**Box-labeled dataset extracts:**
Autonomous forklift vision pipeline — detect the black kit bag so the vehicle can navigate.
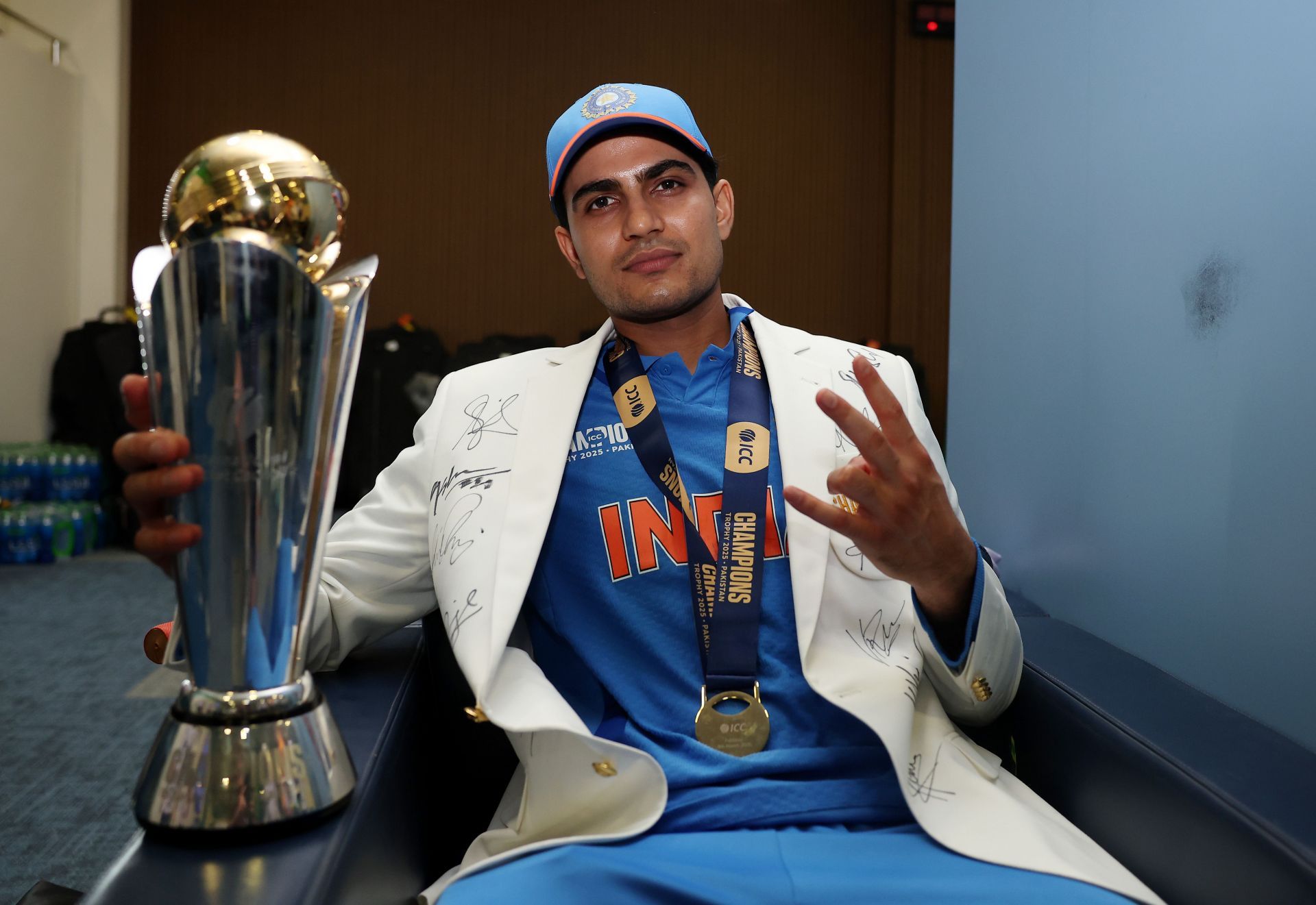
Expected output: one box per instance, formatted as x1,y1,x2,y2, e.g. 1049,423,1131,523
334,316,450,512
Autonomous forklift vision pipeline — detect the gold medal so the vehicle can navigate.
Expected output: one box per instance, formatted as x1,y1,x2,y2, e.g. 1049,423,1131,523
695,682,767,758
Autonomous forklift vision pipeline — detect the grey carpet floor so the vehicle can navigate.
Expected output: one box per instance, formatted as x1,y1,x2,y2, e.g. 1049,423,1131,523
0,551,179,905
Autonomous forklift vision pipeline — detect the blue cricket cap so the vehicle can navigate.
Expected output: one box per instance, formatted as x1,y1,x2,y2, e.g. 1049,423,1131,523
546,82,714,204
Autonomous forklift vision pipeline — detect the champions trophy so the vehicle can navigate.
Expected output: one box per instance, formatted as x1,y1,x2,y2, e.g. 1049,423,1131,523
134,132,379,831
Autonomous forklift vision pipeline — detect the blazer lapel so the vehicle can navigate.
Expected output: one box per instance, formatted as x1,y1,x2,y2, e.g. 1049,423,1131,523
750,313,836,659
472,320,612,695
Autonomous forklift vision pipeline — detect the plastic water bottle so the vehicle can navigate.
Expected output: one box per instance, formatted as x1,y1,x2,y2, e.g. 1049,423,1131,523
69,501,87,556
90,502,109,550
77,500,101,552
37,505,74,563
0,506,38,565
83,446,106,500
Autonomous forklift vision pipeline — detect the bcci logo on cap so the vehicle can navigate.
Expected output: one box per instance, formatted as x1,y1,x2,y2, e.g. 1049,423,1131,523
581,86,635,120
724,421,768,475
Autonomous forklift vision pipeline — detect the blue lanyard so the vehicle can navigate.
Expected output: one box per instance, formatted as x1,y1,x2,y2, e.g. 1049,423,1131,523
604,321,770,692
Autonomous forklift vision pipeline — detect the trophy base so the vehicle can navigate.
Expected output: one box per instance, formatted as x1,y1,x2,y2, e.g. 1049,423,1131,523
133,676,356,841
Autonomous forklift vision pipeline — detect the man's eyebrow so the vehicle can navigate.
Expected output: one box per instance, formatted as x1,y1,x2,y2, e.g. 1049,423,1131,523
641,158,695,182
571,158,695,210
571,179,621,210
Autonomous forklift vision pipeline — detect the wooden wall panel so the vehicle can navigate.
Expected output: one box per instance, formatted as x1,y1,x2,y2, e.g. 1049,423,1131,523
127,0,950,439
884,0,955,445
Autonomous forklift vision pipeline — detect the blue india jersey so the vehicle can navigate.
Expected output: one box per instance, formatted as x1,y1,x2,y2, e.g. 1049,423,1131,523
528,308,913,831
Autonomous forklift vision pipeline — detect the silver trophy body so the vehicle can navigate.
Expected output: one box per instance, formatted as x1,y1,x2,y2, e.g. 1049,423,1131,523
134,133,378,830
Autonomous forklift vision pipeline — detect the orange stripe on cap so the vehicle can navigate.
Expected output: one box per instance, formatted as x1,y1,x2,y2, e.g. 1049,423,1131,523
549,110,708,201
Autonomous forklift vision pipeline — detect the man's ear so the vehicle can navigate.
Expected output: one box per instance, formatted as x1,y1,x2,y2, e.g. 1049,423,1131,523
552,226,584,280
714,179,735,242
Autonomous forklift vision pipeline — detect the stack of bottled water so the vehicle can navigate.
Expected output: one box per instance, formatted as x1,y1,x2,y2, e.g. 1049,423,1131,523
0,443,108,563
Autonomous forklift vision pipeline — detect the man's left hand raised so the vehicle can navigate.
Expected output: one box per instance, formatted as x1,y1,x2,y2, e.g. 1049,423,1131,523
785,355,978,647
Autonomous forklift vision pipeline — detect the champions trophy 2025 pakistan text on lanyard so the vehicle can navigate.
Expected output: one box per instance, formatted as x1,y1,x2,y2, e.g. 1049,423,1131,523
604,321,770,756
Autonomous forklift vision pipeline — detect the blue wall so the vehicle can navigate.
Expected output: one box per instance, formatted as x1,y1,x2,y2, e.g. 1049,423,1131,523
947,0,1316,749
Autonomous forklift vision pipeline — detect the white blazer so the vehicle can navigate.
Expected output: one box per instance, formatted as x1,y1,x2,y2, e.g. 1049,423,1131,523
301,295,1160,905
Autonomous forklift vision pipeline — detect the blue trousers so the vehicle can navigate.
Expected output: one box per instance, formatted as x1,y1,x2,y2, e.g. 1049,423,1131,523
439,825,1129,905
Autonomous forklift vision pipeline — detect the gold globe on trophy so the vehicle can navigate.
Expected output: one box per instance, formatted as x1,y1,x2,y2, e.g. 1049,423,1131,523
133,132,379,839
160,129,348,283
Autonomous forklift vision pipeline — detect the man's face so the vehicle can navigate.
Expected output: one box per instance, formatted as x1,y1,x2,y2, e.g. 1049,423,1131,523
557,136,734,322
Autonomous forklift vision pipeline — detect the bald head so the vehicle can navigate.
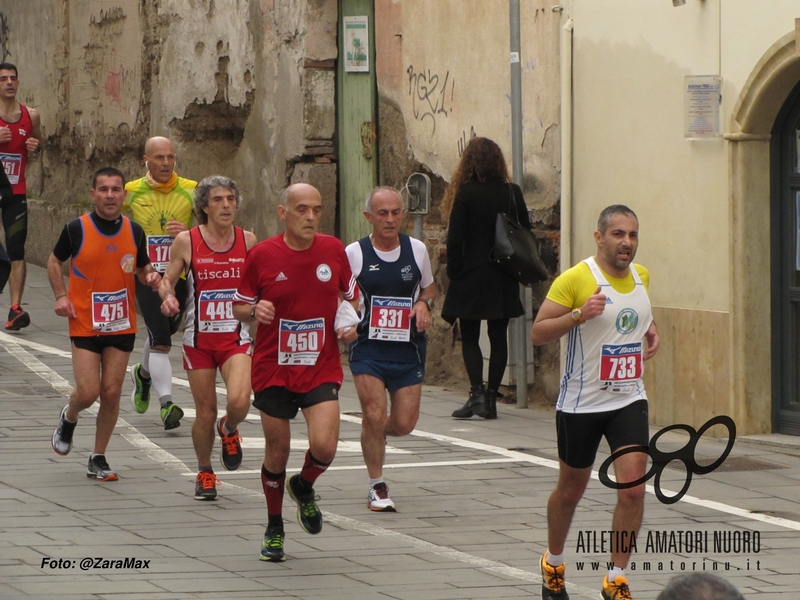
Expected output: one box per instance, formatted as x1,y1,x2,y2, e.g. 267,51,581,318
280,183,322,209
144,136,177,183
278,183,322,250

* * *

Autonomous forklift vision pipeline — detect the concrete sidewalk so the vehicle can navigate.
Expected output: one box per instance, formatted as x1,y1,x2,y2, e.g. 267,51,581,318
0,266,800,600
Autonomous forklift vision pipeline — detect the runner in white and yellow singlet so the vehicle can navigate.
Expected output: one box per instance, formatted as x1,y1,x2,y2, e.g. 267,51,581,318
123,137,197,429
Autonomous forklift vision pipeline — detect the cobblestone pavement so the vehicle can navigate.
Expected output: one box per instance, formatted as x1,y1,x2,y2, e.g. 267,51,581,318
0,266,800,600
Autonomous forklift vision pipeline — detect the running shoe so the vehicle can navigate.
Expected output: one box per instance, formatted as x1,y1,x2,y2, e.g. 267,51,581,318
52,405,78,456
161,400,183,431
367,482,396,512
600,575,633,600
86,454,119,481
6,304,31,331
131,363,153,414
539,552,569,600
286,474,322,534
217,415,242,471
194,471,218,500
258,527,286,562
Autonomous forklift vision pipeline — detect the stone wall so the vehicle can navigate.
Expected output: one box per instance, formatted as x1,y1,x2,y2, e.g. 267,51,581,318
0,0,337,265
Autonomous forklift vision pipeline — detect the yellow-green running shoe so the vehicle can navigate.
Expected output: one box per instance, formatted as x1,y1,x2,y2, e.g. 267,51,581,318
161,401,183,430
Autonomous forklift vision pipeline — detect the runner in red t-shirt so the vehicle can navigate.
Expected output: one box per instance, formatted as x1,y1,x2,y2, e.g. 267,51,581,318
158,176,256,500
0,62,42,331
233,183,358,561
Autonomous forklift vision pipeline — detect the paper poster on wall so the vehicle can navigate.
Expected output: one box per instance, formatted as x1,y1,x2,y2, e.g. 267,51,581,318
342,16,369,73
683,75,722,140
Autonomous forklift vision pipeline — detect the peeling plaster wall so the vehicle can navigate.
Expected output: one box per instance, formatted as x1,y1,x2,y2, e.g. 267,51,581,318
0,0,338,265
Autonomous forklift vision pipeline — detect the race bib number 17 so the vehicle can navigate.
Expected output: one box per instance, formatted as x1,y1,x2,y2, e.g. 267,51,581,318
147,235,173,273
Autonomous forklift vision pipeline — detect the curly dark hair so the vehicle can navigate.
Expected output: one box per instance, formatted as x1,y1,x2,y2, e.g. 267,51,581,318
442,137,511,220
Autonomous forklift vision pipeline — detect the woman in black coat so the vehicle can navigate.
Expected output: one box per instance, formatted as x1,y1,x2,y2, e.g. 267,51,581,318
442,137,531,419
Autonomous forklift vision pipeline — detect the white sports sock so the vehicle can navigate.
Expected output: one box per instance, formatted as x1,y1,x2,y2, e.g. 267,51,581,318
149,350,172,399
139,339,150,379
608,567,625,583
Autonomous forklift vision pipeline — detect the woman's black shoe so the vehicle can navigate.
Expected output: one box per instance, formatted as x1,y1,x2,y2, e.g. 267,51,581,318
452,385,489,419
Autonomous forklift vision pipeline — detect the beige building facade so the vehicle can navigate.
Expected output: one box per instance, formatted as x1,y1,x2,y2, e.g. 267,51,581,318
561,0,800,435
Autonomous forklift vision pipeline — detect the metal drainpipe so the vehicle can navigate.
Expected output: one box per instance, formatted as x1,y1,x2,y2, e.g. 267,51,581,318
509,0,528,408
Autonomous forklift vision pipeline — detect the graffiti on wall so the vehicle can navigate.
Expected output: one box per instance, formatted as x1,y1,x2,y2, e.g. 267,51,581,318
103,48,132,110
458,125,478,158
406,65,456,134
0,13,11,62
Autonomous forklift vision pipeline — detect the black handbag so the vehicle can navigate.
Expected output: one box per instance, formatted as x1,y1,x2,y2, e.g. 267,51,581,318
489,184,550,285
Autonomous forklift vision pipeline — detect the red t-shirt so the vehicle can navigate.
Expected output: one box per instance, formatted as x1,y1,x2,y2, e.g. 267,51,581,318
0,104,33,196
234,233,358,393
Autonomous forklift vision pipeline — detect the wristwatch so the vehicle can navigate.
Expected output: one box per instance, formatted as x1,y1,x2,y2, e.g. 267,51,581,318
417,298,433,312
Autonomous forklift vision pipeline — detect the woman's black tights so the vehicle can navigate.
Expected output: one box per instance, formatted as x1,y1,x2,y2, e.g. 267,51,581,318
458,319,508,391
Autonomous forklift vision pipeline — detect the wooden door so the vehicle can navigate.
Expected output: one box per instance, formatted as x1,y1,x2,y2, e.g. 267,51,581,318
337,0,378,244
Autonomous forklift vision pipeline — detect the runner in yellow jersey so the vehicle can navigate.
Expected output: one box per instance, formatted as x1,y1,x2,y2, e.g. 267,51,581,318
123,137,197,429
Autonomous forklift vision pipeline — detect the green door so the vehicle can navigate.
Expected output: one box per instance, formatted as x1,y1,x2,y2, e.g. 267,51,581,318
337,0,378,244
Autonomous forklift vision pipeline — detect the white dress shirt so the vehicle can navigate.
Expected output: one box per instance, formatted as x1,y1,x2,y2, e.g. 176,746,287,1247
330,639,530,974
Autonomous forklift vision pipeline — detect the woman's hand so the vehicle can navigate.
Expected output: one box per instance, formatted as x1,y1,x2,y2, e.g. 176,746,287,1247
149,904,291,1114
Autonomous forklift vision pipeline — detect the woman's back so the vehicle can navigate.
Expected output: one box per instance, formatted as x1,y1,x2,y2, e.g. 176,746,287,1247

---

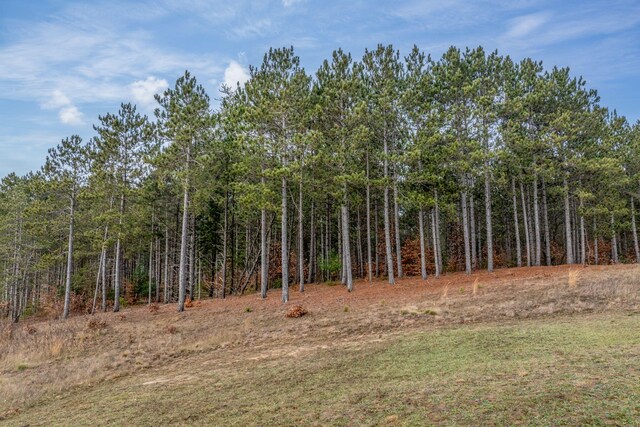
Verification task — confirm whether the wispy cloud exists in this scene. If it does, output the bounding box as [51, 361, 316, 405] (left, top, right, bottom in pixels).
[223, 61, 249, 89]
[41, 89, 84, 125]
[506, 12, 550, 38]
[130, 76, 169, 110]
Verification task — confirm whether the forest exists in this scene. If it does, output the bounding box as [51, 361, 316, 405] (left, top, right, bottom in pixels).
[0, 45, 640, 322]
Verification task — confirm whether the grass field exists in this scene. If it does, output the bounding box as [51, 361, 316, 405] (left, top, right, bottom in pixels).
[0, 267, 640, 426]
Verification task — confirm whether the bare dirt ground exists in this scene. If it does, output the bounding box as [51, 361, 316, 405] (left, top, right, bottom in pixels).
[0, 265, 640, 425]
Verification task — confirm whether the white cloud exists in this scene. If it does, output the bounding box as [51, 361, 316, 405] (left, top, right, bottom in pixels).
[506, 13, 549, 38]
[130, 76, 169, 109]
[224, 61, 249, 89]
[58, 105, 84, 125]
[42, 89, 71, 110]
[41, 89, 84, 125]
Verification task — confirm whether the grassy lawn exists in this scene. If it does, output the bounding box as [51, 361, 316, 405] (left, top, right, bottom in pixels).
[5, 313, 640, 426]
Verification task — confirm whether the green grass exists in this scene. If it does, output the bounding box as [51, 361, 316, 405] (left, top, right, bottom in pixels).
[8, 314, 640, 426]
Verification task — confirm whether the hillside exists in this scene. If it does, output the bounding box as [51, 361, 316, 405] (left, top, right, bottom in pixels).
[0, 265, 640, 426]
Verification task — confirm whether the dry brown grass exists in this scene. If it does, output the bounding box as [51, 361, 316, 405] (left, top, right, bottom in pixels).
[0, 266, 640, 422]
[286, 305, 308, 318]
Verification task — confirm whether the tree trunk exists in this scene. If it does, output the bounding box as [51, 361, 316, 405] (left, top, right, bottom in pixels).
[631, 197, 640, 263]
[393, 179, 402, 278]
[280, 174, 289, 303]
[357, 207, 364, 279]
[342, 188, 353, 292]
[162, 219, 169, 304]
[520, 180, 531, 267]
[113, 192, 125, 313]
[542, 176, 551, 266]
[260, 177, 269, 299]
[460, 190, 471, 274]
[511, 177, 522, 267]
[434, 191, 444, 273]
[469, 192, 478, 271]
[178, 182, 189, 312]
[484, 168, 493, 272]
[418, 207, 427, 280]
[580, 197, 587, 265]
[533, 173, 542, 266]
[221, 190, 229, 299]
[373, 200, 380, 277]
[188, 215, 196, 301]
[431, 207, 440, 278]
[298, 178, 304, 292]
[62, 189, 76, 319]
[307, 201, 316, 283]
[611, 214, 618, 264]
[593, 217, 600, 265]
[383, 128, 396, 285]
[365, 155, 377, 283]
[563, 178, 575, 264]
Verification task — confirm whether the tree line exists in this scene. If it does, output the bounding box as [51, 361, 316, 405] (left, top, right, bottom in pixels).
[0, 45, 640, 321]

**Aim:** Reproduce the lines between the one holding "Autonomous forklift vision pipeline — detect the black kit" and the one holding "334,316,450,512", inclusive, requests included and pictures left out. Scale the bounding-box coordinates in the answers by 0.8, rounding to whole numbers with halves going up, and keep the requests and their format sample unchanged.

**Output of the exercise:**
Autonomous forklift vision pipeline — detect the black kit bag so the vehicle can navigate.
Expected output: one box per instance, formatted as x1,y1,x2,y2, e.g. 1049,423,1131,523
267,253,360,410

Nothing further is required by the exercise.